- Exercise -
Rewrite the items below, replacing every occurrence of "one pair per line" with "one coordinate pair per line" and leaving all other text as it is.

--- begin Supplied data ---

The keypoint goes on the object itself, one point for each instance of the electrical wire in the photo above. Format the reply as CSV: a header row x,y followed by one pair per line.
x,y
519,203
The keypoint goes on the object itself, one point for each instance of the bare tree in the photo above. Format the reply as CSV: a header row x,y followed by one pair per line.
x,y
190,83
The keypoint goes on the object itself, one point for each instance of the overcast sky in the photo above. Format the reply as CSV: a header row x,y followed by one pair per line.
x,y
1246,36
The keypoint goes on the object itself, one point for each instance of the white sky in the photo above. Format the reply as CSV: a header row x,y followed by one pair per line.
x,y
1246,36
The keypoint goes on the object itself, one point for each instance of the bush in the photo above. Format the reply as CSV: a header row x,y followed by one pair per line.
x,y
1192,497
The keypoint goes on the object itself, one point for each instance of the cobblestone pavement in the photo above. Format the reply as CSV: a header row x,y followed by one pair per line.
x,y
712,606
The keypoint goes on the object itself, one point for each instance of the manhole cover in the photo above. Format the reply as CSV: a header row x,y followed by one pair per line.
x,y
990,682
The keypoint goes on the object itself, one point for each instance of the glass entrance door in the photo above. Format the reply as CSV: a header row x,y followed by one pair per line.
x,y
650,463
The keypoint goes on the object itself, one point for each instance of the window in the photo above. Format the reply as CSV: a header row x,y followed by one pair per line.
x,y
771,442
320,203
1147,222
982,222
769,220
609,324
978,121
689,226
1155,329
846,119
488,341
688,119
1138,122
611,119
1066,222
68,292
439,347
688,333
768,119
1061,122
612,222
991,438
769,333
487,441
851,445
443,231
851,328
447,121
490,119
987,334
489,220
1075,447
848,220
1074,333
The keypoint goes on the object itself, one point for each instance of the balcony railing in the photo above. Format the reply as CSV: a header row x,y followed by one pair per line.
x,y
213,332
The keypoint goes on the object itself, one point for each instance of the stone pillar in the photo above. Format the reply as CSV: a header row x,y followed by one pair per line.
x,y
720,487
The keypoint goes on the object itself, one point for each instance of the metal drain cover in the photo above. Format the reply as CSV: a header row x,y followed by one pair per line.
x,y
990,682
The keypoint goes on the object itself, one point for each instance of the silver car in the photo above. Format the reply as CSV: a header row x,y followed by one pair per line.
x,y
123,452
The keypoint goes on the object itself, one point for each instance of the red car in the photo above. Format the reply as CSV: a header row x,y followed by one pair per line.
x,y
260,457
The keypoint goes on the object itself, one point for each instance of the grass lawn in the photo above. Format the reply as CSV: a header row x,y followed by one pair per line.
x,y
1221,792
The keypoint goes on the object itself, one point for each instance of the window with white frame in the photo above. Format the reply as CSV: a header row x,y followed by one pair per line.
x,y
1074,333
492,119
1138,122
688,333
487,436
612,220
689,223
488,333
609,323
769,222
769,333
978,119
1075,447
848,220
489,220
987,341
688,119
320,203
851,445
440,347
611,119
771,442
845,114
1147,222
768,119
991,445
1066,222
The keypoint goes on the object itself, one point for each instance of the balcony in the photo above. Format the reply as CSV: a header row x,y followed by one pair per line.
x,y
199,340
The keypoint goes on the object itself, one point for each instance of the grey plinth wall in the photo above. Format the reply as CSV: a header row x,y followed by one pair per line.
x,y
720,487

--- end Supplied data ---

- Solution -
The keypoint goes on the object itself, one point for each instance of the electrical wire in the photo above. Format the reply as CSV: a header row x,y followed by one coordinate pair per line.
x,y
519,203
The keypoint goes on the object itself, one point for each instance of the bare tree in the photo above. Format the reply as CSV: a header row x,y followed by one coordinate pair per line.
x,y
190,83
The keypoint goes on the object itself, one point for each instance of the overcast sky in the photo above. Format the reply as CSV: a header row x,y followed by one coordinate pair per line.
x,y
1246,36
The keypoint goes on the object itself, one point for each instance of the white sky in the photo above. Format the reply as CSV: a header row x,y followed by one coordinate pair per line.
x,y
1246,36
The keypoint goes on the object itself, one point for each instance of the bush in the photo above. Format the reply as CSV: a header row x,y followed by one coordinate pair per line.
x,y
1192,497
The keypoint goes on the object itself, one point for each instance of the cobblestone pavement in the photo above. Format the reply as CSV: a header row x,y followed by one coordinate pair per line.
x,y
712,606
The keypoint goes on the object itself, one point for each instance of the manhole cover in the photo above. Format the reply as CSV: a header row x,y followed by one coordinate pair per line.
x,y
990,682
The keypoint goes on the object itself, one point for each instance of the glass entrance door in the photo above. Format the reply as CSV: a header row x,y followed by one coordinate pair per line.
x,y
650,463
The keypoint goes on the object itself, one point for each instance of the window in the photo above. Format the reply as CSV: a header row x,y followed by one coordinate pair per line.
x,y
771,442
320,203
1147,222
982,222
769,220
609,324
978,121
689,226
1155,329
846,119
488,341
688,119
1138,122
611,119
1066,222
68,292
439,347
688,333
768,119
1061,122
612,222
991,438
769,333
487,441
851,445
443,231
851,328
447,121
490,119
987,334
489,220
1075,447
848,220
1074,333
The keypoint goes on the object itself, one point for each instance of the balcony railing in the photo above. Format the reply as CSV: a header row x,y followed by one coordinate pair per line.
x,y
213,332
The keypoint goes on the object itself, one point for each instance of the stone pillar in the photo above. Format the reply as CSV: a header row x,y followed by one coordinate pair per line.
x,y
720,487
The keypoint goes on the object itself, one point for each instance of the metal drain cover in the photo above. Format the reply as CSV: a header row x,y followed by one coordinate pair per line.
x,y
990,682
The keypoint goes on the object itself, one point for each instance of the silver car in the photo above. Format the reply as CSV: a header row x,y followed by one coordinate pair per line.
x,y
123,452
The keypoint goes on the object itself, one point for each instance of the red car in the photo above. Format the reply as CSV: a header row x,y followed by one coordinate pair per line.
x,y
260,457
The keypoint goes on the object itself, one point for each instance of the grass lawn in the photo above. Format the reply as CSV: a header row x,y followed by one coordinate pair per line.
x,y
1221,792
The keypoint goes on the object itself, one point for each instance of the window with white frame in the photo above. Format the reply as CSV: a header row x,y followed by one coordinate pair per line.
x,y
1074,333
492,119
1138,122
688,333
487,436
612,220
689,223
488,333
609,323
769,222
769,333
978,119
1075,447
848,220
489,220
987,341
688,119
320,203
851,445
440,347
611,119
771,442
845,114
1147,222
768,119
991,445
1066,222
The keypoint goes on the object itself, one point for each instance of the balcony in the photo above. Format the reply as CSV: a header row x,y followed by one coordinate pair per line.
x,y
199,340
The keypoint goes on the object itself, one point for each instance of the grey plinth wall in the photo above. Format the reply as CSV: a header row x,y followed by one coordinate pair per line.
x,y
720,487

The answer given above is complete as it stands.